ЗАДАНИЕ A
Перечислите все виды материалов, на которых, согласно фрагменту текста, основано жизнеописание Я. Д. Драгуновского.
ЗАДАНИЕ B
Обновите фрагмент текста: приведите его часть, начиная со слов "Здесь я встретился" и далее вплоть до слов "тюрьмах и лагерях.", заменив "полгода" на "год".
ЗАДАНИЕ C
Ответьте на вопросы по фрагменту текста:
(i) Куда отправили тех, кого назвали «переследственными»?
(ii) Когда рассказчика привезли в старокузнецкую тюрьму?
(iii) Кто и когда составил жизнеописание Якова Дементьевича Драгуновского?

== ФРАГМЕНТ ТЕКСТА ==

Здесь я встретился с нашим коммунаром Шипиловым Алексеем, которого снова арестовали и осудили по какой-то другой статье. Но вместе с ним мы пробыли недолго, так как меня и кое-кого других назвали «переследственными» и отправили в Искитим, где мне пришлось еще поработать полгода на тяжелых работах: каменоломня известняка и погрузка негашеной извести в вагоны. После погрузки извести мы все откашливались кровью.
Летом 1939 года меня привезли в старокузнецкую тюрьму. Здесь еще месяц шло переследствие, во время которого все свидетели обвинения отказались от своих прежних ложных показаний и меня освободили из неволи, взяв с меня слово, что я никому ничего не расскажу, что видел и слышал в тюрьмах и лагерях.
Моя жалоба каким-то чудом дошла до Крупской и Калинина, дошла к этим чутким людям, не верившим сказкам о «врагах народа», спасшим много человеческих жизней, как, например, коммунаров братьев Алексеевых и многих других, и, может быть, за эту свою доброту поплатившимся своими жизнями и рано ушедшим из этого мира…
Из бумаг Якова Дементьевича Драгуновского
В середине 1970-х гг. Иван Яковлевич Драгуновский составил жизнеописание своего отца. Оно основано на чудом сохранившихся материалах-дневниках, автобиографических записях, стихотворениях, трактатах, переписке этого самобытного человека — солдата первой мировой войны активного толстовца в послереволюционные годы, в середине 1920-х перебравшегося со Смоленщины в Ставрополье, чтобы основать там колхоз, затем коммунара на Алтае затем там же артельца, наконец, энтузиаста ручного земледелия; и всегда — мыслителя, всегда — искателя истины. Документы (или отрывки из них) извлечены нами из труда И. Я. Драгуновского и по возможности сверены с первоисточниками, также предоставленными в наше распоряжение. Материал мы расположили в хронологическом порядке, разбив его на несколько частей, соответствующих, как нам кажется, основным этапам жизни Я. Д. Драгуновского, землепашца и философа, от его рождения до трагической гибели в одном из сибирских лагерей.

===
== ФРАГМЕНТЫ НАБОРА ДАННЫХ ==

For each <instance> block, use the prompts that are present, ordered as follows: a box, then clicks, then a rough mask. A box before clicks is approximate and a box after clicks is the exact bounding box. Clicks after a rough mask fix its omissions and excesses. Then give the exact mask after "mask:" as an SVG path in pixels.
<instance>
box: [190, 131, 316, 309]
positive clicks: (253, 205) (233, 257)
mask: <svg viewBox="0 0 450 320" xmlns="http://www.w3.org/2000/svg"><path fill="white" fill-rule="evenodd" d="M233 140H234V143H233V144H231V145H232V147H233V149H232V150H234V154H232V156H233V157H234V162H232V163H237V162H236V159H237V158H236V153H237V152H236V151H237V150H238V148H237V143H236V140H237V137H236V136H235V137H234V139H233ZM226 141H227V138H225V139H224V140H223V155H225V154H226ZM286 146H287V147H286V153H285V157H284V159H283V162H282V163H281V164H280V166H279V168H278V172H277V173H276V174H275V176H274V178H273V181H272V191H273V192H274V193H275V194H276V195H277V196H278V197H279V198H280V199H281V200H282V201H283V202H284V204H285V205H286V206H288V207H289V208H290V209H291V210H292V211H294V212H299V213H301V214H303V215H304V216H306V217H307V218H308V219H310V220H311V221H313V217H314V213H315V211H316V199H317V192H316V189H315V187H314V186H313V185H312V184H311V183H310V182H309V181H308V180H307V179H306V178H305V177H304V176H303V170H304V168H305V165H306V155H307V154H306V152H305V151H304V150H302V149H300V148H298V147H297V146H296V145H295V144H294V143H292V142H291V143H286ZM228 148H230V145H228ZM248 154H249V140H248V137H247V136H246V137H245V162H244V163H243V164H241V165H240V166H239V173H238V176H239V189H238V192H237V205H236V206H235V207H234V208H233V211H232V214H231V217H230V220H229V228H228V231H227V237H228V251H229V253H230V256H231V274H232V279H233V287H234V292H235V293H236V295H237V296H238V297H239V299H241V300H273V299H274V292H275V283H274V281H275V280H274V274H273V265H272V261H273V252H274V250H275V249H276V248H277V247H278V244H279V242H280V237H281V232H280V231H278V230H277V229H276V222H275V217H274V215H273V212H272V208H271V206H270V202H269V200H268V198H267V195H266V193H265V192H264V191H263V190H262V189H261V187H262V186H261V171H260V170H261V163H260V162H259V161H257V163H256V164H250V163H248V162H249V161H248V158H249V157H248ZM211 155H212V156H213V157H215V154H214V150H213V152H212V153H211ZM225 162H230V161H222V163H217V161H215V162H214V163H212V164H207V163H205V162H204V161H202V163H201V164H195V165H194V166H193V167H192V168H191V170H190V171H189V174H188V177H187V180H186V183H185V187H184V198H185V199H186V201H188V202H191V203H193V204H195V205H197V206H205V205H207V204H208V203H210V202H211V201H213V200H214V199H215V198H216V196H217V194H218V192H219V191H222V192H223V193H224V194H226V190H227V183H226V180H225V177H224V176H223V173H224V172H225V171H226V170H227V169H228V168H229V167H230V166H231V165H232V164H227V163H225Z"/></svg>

===

ВАШЕ РЕШЕНИЕ A
Дневники, автобиографические записи, стихотворения, трактаты, переписка.

ВАШЕ РЕШЕНИЕ B
Здесь я встретился с нашим коммунаром Шипиловым Алексеем, которого снова арестовали и осудили по какой-то другой статье. Но вместе с ним мы пробыли недолго, так как меня и кое-кого других назвали «переследственными» и отправили в Искитим, где мне пришлось еще поработать год на тяжелых работах: каменоломня известняка и погрузка негашеной извести в вагоны. После погрузки извести мы все откашливались кровью.
Летом 1939 года меня привезли в старокузнецкую тюрьму. Здесь еще месяц шло переследствие, во время которого все свидетели обвинения отказались от своих прежних ложных показаний и меня освободили из неволи, взяв с меня слово, что я никому ничего не расскажу, что видел и слышал в тюрьмах и лагерях.

ВАШЕ РЕШЕНИЕ C
(i) В Искитим.
(ii) Летом 1939 года.
(iii) Иван Яковлевич Драгуновский, в середине 1970-х гг.